== Aim of the exercise ==
Please copy each line of the listing that includes the string "below".

== Material for this task ==
'''

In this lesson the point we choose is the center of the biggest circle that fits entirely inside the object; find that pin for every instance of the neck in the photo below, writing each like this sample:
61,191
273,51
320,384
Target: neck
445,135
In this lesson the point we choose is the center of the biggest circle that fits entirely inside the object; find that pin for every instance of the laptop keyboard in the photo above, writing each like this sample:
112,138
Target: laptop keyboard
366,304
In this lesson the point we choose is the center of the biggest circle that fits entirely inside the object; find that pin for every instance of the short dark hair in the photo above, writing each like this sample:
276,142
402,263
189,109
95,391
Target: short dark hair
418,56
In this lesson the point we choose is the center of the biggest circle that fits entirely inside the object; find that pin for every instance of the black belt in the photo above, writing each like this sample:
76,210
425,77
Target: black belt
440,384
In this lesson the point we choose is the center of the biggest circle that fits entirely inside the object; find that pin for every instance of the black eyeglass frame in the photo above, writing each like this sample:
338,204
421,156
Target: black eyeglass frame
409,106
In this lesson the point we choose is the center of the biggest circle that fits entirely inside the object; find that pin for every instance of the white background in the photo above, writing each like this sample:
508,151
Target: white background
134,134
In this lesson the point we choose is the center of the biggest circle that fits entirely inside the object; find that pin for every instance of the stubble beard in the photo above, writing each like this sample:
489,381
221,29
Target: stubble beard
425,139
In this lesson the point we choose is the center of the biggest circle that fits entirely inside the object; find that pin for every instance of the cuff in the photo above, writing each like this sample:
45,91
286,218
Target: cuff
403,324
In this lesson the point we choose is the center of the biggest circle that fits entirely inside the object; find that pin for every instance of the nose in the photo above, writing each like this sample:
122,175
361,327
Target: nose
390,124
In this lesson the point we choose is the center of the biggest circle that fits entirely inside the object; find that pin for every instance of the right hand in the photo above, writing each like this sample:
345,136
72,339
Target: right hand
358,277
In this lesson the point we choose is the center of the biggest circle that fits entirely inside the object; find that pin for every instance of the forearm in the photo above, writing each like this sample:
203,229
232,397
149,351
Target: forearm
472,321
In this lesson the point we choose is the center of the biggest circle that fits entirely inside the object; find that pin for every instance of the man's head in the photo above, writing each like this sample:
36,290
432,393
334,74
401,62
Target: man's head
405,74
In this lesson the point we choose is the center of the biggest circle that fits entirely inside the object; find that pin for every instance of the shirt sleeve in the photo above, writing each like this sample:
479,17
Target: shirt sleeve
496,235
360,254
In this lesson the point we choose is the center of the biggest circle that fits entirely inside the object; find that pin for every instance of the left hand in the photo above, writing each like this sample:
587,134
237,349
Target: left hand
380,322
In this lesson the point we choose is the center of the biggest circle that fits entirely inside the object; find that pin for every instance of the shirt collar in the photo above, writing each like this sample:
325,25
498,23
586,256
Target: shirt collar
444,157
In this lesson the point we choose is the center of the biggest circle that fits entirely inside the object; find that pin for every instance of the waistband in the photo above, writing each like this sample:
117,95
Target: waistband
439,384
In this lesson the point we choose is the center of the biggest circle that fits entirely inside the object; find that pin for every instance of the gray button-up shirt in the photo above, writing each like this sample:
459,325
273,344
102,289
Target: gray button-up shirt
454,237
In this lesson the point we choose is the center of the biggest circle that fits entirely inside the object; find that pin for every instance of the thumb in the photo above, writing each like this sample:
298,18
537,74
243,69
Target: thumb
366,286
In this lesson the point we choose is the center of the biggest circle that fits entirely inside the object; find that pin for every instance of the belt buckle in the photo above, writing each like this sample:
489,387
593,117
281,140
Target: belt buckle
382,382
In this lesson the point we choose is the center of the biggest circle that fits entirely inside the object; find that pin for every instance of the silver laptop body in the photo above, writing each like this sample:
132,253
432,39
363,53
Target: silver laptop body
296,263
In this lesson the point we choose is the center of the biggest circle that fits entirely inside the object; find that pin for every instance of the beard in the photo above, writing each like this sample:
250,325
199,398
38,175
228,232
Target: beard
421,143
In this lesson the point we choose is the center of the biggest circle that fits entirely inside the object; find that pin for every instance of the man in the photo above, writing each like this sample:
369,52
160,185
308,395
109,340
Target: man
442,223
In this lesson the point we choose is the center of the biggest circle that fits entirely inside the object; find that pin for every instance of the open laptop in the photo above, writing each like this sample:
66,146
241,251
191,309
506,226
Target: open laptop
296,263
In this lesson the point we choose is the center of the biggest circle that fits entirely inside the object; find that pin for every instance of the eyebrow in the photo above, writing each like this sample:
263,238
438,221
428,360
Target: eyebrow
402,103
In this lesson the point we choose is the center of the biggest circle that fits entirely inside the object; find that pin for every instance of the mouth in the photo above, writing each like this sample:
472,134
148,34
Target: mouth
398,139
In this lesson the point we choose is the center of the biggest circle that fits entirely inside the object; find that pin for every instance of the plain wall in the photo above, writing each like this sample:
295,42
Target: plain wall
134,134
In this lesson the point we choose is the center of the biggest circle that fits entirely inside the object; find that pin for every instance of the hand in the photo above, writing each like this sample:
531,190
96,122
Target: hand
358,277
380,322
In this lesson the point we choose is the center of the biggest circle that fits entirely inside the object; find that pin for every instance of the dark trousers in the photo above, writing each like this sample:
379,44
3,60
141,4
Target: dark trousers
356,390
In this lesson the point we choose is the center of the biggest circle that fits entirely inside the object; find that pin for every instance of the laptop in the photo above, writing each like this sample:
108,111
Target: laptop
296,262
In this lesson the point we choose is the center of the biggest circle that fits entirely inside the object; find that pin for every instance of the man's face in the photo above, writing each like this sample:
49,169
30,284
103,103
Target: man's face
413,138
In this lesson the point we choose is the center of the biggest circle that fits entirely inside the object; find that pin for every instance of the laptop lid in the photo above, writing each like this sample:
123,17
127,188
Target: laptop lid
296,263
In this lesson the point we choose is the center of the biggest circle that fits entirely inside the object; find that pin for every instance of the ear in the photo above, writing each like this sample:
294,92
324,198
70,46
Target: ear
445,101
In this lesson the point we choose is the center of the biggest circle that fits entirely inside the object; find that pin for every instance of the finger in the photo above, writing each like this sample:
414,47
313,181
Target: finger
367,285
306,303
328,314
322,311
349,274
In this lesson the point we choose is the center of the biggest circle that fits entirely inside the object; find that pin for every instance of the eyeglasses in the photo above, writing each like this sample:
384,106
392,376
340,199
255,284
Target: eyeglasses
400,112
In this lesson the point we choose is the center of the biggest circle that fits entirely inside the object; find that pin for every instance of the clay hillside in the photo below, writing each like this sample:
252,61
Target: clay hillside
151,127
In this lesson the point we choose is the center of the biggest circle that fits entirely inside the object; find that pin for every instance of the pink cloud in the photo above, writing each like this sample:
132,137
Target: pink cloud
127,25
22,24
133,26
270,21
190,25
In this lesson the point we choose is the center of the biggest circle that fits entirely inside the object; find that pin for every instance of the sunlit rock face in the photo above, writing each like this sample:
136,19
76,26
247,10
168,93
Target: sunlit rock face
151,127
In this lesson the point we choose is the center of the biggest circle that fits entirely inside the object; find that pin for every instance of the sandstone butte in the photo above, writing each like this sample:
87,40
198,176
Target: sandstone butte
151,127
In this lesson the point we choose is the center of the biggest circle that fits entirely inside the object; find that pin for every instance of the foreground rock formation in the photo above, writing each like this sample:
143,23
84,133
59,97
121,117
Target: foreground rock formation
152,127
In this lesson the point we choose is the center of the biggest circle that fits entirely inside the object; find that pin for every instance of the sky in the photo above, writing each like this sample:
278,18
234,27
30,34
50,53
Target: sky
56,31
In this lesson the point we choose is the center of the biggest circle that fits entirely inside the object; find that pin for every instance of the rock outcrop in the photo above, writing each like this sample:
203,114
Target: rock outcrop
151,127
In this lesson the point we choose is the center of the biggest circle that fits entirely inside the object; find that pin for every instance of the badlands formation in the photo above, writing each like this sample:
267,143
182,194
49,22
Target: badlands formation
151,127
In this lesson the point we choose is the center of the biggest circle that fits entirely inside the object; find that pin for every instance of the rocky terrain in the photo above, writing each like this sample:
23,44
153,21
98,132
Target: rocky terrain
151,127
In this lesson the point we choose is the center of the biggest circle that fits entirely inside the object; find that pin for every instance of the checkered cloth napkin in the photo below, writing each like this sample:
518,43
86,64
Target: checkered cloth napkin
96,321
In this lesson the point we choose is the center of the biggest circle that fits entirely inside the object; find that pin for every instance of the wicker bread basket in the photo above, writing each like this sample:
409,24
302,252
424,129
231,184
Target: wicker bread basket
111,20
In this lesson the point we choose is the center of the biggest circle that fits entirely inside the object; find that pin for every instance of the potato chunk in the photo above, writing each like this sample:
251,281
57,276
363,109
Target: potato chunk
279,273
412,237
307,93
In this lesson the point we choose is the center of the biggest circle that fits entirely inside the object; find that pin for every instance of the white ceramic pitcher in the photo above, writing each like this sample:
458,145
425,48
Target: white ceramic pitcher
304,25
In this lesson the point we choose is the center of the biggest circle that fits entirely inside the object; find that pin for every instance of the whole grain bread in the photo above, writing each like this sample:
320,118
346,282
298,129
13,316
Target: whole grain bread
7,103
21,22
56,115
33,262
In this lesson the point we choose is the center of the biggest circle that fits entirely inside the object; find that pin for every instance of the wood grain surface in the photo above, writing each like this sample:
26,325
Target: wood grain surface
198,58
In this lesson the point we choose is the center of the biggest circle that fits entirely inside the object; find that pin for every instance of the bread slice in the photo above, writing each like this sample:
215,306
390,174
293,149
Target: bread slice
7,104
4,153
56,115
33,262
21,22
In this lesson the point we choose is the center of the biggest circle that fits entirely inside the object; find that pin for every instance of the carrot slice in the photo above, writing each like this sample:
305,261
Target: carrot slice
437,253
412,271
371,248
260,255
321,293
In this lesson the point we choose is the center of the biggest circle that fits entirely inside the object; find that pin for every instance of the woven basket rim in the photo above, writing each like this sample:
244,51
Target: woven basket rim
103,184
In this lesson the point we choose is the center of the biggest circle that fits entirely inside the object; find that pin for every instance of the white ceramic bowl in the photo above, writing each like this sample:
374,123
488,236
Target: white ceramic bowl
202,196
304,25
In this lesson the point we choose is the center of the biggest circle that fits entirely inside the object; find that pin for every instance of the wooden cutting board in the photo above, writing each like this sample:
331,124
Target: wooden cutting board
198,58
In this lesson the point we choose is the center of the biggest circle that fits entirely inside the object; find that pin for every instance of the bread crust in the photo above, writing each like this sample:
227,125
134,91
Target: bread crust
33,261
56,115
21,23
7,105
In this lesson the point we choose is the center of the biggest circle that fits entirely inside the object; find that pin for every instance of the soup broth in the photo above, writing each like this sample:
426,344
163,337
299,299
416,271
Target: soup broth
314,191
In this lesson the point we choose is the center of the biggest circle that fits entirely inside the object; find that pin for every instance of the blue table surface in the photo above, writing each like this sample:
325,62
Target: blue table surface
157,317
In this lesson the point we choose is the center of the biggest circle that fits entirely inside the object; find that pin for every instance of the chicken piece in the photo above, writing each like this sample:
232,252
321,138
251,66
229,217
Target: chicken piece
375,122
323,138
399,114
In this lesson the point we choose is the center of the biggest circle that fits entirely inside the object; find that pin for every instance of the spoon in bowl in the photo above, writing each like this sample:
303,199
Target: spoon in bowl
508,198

'''

== Task answer ==
In this lesson the point we choose is the center of the biggest circle that fits entirely inside the object; find that pin for every instance of the neck in the photo below, writing each like this sample:
In this lesson the point we choose is the center of the biggest circle that fits entirely inside the object; find that pin for every instance of the clay hillside in the photo below, writing each like this sample:
In this lesson the point we choose is the center of the biggest circle that fits entirely inside the object; find that pin for every instance of the checkered cloth napkin in the photo below, writing each like this sample:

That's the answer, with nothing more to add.